## Aim
Would it be possible to quote, exactly and in full, the lines from the one with "Where can the woman with" through the end of the entries below?

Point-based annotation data
★ ★ ★

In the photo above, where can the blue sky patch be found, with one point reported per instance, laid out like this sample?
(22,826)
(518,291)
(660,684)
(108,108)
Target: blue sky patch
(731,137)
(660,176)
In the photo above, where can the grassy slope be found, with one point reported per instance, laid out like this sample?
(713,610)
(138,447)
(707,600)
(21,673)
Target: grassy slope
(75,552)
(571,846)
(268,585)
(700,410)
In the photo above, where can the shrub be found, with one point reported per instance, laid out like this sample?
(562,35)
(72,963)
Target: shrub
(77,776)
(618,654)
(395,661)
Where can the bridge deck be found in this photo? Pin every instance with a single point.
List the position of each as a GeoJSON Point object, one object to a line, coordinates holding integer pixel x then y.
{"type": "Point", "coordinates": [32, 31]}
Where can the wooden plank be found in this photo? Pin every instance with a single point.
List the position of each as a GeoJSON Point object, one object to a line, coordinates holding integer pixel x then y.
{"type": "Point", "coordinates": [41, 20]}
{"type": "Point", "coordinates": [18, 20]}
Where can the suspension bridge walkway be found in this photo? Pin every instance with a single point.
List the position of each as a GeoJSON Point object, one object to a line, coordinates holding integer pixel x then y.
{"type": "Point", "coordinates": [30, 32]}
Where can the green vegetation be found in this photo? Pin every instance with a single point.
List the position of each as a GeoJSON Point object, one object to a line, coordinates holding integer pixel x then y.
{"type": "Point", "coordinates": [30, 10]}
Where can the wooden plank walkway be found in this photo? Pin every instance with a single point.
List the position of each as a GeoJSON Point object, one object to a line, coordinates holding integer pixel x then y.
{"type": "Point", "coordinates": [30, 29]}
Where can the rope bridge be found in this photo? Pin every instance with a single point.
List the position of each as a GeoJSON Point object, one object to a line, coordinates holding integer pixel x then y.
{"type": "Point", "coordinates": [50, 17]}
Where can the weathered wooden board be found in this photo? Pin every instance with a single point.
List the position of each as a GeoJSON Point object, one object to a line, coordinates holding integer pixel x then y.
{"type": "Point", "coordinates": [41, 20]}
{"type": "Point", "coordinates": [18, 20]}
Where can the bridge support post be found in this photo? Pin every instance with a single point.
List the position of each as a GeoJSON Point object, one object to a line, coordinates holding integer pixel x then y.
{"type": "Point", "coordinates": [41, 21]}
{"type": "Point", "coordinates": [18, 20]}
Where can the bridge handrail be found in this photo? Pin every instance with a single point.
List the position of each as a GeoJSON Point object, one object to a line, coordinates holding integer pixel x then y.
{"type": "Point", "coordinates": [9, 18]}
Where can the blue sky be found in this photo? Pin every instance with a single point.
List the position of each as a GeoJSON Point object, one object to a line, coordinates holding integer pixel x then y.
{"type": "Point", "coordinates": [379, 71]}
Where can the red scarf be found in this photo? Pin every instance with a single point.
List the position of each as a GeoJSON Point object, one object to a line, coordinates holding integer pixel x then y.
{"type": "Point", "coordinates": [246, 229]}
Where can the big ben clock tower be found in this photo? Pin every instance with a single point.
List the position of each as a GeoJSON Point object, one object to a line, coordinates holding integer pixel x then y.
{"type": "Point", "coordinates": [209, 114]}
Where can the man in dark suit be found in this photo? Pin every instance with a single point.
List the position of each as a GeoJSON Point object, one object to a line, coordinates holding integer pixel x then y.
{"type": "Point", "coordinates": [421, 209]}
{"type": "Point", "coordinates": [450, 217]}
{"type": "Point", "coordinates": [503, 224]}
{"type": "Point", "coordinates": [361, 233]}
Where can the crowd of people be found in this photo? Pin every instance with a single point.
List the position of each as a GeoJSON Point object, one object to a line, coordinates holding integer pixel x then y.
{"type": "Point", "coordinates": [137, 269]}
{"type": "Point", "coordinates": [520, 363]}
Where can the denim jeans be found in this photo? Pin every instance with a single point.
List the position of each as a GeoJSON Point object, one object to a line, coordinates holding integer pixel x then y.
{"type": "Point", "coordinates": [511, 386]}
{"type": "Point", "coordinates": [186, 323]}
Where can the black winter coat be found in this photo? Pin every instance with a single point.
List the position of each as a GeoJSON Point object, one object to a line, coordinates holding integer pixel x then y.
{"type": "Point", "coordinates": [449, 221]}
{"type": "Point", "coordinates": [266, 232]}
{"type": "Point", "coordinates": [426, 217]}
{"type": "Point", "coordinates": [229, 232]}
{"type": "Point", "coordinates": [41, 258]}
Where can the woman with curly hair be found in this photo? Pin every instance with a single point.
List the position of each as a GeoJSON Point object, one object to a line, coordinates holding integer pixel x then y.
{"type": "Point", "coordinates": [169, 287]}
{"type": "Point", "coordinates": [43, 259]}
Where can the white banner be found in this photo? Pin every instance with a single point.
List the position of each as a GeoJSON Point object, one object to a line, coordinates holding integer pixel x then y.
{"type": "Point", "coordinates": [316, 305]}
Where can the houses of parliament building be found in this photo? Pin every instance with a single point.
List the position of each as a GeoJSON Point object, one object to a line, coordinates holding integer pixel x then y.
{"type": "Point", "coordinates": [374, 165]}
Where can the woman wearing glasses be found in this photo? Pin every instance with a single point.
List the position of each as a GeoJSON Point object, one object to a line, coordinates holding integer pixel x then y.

★ ★ ★

## Written response
Where can the woman with curly hair be found in this photo? Pin every instance with a single point.
List the position of each as a GeoJSON Point object, one object to a line, coordinates holding integer pixel x then y.
{"type": "Point", "coordinates": [169, 287]}
{"type": "Point", "coordinates": [43, 259]}
Where can the white banner be found in this photo? Pin every instance with a single point.
List the position of each as a GeoJSON Point object, one object to a line, coordinates holding integer pixel x then y.
{"type": "Point", "coordinates": [316, 305]}
Where can the houses of parliament building be found in this photo? Pin every instance with a single point.
List the position of each as a GeoJSON Point object, one object to a line, coordinates holding integer pixel x then y.
{"type": "Point", "coordinates": [374, 165]}
Where can the woman wearing glasses be found in this photo? Pin every instance with a single point.
List the position of each as a GeoJSON Point object, one object to a line, coordinates holding integer pixel x then y.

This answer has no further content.